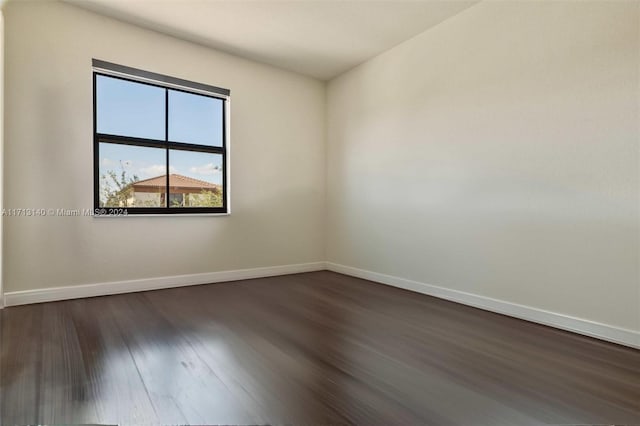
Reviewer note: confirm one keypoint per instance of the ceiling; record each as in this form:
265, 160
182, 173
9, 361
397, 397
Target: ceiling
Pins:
321, 39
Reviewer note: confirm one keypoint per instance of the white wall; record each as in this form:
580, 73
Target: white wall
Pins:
277, 158
1, 144
497, 154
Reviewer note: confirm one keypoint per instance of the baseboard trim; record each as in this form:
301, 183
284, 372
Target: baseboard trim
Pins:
103, 289
564, 322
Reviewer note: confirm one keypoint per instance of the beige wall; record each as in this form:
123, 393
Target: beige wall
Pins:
497, 154
277, 158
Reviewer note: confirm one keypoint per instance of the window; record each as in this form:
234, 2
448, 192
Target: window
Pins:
160, 143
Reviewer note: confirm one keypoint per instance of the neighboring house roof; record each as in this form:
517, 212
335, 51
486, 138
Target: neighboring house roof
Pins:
177, 184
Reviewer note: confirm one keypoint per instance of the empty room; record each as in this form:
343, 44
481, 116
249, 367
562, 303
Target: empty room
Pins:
226, 212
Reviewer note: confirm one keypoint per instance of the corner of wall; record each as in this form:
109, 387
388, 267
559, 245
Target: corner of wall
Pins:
1, 144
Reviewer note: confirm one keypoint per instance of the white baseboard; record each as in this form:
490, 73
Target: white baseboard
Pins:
565, 322
102, 289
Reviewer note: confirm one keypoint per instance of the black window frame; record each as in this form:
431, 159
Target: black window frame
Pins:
102, 68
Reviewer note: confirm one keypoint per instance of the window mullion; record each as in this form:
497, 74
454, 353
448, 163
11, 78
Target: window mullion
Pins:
166, 139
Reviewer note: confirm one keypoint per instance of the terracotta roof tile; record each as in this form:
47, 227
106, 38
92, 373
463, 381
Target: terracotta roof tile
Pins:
175, 181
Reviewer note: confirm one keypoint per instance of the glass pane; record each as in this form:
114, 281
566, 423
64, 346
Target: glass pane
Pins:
126, 108
195, 119
195, 180
132, 176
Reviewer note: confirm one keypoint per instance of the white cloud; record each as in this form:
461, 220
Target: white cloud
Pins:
107, 162
206, 169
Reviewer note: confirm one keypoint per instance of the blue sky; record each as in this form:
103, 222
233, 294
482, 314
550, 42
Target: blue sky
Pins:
132, 109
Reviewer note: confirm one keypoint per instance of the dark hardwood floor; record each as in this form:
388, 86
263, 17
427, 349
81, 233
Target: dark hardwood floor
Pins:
306, 349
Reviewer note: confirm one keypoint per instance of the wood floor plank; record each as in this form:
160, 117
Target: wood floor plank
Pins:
315, 348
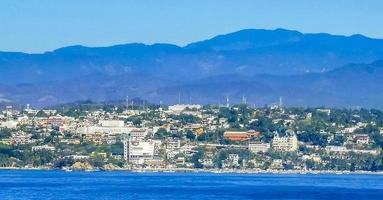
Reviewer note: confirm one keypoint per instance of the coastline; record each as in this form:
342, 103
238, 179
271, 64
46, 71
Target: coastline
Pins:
213, 171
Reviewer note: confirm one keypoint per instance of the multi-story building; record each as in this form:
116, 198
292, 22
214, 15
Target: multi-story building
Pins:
240, 135
257, 147
137, 152
288, 142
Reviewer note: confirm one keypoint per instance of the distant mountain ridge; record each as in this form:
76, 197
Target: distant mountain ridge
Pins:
260, 64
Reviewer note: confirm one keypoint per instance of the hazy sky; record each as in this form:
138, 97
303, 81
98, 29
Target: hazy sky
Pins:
43, 25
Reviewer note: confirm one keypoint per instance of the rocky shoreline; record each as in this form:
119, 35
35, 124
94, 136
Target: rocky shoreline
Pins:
188, 170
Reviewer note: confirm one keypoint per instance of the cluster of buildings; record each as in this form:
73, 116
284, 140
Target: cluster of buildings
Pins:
163, 137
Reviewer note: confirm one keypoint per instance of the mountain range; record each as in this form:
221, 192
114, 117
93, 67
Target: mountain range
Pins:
253, 64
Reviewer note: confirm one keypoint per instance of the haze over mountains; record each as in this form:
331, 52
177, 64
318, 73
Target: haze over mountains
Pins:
262, 65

EXERCISE PROMPT: Report how many lines of the entries hold the word "ceiling". Nothing else is needed.

SOLUTION: 2